───── TEXTE PRÉSENTÉ ─────

L’entreprise Triumvirate Environmental, qui exploite un centre de transfert de matières dangereuses résiduelles à Contrecœur, souhaite y ajouter des équipements de traitement visant leur valorisation. Le procédé qu’elle compte implanter est inexistant au Québec : la « désorption thermique anaérobie », qui consiste à extraire les substances organiques des matières traitées en les chauffant, pour ensuite les réutiliser comme combustibles ou les recycler. Quiconque souhaite que le BAPE se penche sur le projet a jusqu’au 28 juin pour en faire la demande.

─────

OBJECTIF
Pour chaque énoncé, dites par oui ou par non s'il concorde avec le texte présenté, et citez mot pour mot le passage qui permet de trancher.
1. Le procédé de désorption thermique anaérobie est déjà utilisé ailleurs au Québec.
2. Le centre de transfert exploité par l'entreprise se trouve à Contrecœur.
3. On peut demander un examen du projet par le BAPE jusqu'au 28 juin.
Les données qui suivent n'ont aucun lien avec le texte présenté.

───── DONNÉES ─────

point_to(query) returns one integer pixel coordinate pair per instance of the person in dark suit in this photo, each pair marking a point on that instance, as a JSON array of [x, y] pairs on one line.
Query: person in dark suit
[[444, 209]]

─────

RÉPONSE
1. Non : « Le procédé qu’elle compte implanter est inexistant au Québec »
2. Oui : « qui exploite un centre de transfert de matières dangereuses résiduelles à Contrecœur »
3. Oui : « Quiconque souhaite que le BAPE se penche sur le projet a jusqu’au 28 juin pour en faire la demande »